The control of infection by plant pathogens, which can inhibit production of fruits, seeds, foliage and flowers and cause reductions in the quality and quantity of the harvested crops, is of significant economic importance. Pathogens annually cause billions of dollars in damage to crops worldwide (Baker et al. 1997, Science 276:726-733). Consequently, an increasing amount of research has been dedicated to developing novel methods for controlling plant diseases. Such studies have centered on the plant's innate ability to resist pathogen invasion in an effort to buttress the plant's own defenses to counter pathogen attacks (Staskawicz et al. 1995, Science 268:661-667; Baker et al. supra).
Although most crops are treated with agricultural pesticidal agents, such as anti-fungal and anti-bacterial agents, damage from pathogenic infection still results in revenue losses to the agricultural industry on a regular basis. Furthermore, many of the agents used to control such infection or infestation cause adverse side effects to the plant and/or to the environment. Plants with enhanced resistance to infection by pathogens would decrease or eliminate the need for application of chemical pesticidal, anti-fungal and anti-bacterial agents. There has been significant interest in developing transgenic plants that show increased resistance to a broad range of pathogens (Atkinson et al., 2003, Annu. Rev. Phytopathol. 41:615-639; Williamson and Gleason, 2003, Curr. Opin. Plant Biol, 6:327-333; Stuiver and Custers, 2001, Nature 411:865-8; Melchers and Stuiver, 2000, Curr. Opin. Plant Biol 3:147-152; Rommens and Kishore, 2000, Curr. Opin. Biotechnol. 11:120-125; Williamson, 1999, Curr. Opin. Plant Biol 2:327-331; Mourgues et al 1998, Trends Biotechnol 16:203-210).
Plant pathogenic nematodes are small invertebrate animals that feed on the roots of crops causing damage to the plants and reducing yield of the crops. Nematodes of the family Heteroderidae cause the most economic damage among plant parasitic nematodes (Williamson, 1999, Curr. Opin. Plant Biol 2:327-331). This family of parasitic nematodes can be divided into two groups: the root-knot nematodes (genus Meloidogyne) and the cyst nematodes (genera Heterodera and Globodera). Infection of host plants by the root-knot nematodes usually results in the formation of root galls or ‘root-knots’, and causes severe loss in yield in many crops. By contrast, cyst nematodes often have narrower host ranges. Arabidopsis thaliana, which is amendable to molecular genetics experiments, is an important model for providing insights into plant-nematode interactions because it is a host for several species of root-knot and cyst nematodes (Sijmons et al., 1991, Plant J., 1:245-254).
++++++++
_REQUIRED ACTION_. Retype the passage on crop damage from plant pathogens from "The control of" up to and including "et al. supra).", reproducing every word and mark without alteration.
++++++++
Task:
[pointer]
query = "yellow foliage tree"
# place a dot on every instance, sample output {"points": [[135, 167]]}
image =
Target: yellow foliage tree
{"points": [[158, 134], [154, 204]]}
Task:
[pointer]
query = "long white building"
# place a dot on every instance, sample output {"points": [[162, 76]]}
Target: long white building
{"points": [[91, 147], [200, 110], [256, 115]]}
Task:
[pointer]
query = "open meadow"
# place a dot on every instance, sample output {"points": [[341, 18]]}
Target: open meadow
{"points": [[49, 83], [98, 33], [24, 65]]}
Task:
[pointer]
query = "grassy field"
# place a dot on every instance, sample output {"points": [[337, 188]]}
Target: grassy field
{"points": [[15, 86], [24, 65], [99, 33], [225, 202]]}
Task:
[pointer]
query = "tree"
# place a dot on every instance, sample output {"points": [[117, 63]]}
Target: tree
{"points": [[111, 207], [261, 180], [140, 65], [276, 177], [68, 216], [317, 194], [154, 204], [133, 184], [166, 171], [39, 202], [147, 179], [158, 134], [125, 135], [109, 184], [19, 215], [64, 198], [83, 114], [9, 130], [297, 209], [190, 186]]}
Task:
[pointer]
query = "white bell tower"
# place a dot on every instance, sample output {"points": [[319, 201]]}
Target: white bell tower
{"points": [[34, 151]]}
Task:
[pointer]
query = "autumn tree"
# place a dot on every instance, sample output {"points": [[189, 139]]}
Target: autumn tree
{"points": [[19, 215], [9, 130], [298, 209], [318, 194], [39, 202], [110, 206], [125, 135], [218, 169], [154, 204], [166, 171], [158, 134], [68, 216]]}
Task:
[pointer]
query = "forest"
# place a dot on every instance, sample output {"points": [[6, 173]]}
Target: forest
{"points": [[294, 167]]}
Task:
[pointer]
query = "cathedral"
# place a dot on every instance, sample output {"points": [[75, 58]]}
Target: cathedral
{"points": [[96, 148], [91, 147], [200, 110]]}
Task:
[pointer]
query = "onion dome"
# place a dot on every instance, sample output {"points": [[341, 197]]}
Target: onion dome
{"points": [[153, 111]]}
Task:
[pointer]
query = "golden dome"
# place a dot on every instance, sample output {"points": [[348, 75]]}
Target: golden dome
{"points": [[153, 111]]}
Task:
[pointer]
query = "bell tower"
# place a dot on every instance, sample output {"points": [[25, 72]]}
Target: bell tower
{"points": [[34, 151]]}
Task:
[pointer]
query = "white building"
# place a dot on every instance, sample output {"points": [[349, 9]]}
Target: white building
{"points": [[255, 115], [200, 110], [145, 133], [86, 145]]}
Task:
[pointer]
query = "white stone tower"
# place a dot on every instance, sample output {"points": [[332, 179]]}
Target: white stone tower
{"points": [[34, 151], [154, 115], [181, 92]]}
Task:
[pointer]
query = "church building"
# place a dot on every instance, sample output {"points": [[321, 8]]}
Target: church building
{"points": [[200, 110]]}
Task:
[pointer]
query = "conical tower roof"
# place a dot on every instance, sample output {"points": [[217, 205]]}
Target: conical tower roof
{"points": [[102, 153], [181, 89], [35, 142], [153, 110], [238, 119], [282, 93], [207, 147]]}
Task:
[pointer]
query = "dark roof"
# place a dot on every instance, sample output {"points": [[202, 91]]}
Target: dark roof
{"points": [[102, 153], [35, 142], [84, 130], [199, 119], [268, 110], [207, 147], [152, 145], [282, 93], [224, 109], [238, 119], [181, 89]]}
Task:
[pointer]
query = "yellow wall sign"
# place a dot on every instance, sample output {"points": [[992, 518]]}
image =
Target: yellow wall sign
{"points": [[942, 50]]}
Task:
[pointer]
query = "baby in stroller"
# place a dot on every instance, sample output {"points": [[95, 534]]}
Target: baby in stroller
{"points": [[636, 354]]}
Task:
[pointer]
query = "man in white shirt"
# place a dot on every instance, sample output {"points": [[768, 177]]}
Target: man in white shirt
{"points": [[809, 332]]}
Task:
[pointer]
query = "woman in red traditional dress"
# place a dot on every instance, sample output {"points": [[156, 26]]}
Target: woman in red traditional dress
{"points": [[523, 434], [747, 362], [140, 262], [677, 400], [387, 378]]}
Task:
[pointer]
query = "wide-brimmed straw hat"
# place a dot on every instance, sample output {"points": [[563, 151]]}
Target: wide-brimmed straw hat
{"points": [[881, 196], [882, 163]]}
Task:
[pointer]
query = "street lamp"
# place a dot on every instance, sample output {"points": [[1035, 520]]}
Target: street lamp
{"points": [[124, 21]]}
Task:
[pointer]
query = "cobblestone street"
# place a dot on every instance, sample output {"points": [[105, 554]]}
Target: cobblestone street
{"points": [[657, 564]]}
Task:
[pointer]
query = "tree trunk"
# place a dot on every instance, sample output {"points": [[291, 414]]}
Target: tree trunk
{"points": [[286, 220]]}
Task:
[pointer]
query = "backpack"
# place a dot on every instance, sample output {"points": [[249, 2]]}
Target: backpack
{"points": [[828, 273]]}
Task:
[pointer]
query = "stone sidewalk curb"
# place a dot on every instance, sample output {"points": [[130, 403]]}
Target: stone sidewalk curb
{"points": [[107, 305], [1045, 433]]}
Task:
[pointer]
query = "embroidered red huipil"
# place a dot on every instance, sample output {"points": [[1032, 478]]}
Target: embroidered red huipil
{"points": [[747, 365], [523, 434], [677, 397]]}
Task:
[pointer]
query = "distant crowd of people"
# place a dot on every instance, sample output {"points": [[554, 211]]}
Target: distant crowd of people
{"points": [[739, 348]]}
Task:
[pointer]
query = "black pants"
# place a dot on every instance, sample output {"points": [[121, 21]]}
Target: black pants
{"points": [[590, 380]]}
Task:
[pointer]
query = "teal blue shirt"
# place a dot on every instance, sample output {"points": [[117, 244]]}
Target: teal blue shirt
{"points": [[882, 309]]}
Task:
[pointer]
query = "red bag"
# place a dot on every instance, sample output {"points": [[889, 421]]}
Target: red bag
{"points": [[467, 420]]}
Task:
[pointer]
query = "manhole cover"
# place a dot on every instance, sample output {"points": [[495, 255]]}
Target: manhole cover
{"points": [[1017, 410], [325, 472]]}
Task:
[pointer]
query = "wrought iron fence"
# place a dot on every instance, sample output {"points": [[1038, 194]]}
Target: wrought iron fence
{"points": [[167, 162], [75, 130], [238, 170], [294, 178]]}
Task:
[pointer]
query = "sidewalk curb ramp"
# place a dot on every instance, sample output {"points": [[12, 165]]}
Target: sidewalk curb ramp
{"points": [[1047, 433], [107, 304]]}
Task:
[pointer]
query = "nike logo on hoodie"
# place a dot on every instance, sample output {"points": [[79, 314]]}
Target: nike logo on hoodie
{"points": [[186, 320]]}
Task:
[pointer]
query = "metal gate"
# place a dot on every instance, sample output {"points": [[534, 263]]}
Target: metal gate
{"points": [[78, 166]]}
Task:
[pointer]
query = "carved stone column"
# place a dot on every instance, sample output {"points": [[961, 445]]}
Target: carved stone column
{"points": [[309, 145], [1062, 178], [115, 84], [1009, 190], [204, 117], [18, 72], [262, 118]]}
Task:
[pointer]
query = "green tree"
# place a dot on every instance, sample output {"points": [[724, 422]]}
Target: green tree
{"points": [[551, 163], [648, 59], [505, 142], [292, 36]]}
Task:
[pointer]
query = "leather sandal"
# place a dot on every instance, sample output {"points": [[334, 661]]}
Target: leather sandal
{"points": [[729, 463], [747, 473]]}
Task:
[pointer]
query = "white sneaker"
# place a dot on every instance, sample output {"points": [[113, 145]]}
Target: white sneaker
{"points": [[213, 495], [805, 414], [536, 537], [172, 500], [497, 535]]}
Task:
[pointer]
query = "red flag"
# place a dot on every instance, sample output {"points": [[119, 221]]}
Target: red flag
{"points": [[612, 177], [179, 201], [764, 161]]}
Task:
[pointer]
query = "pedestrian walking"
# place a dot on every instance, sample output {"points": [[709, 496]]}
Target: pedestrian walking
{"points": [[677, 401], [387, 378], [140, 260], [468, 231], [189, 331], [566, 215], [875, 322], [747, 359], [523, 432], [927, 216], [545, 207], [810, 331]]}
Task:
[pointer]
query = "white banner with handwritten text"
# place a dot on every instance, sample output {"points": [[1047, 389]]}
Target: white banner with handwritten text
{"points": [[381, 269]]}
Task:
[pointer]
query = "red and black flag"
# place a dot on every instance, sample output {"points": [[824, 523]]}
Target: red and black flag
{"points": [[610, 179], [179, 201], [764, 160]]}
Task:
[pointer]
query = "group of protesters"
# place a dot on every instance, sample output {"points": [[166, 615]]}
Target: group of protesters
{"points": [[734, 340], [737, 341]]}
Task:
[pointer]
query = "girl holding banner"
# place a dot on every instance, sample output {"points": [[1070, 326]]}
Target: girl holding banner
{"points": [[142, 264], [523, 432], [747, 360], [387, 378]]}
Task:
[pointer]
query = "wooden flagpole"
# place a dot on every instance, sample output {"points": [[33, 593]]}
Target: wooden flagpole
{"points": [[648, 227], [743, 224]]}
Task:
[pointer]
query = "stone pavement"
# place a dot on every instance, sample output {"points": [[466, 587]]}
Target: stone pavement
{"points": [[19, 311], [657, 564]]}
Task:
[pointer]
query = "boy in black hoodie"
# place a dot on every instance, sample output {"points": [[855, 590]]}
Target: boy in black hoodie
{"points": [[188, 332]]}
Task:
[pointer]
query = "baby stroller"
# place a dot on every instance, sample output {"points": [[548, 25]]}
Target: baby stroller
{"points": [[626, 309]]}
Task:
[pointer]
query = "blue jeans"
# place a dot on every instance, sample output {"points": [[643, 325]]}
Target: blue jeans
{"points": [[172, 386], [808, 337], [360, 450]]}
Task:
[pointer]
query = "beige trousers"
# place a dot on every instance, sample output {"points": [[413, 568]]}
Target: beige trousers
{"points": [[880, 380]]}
++++++++
_EXERCISE ANSWER_.
The control of infection by plant pathogens, which can inhibit production of fruits, seeds, foliage and flowers and cause reductions in the quality and quantity of the harvested crops, is of significant economic importance. Pathogens annually cause billions of dollars in damage to crops worldwide (Baker et al. 1997, Science 276:726-733). Consequently, an increasing amount of research has been dedicated to developing novel methods for controlling plant diseases. Such studies have centered on the plant's innate ability to resist pathogen invasion in an effort to buttress the plant's own defenses to counter pathogen attacks (Staskawicz et al. 1995, Science 268:661-667; Baker et al. supra).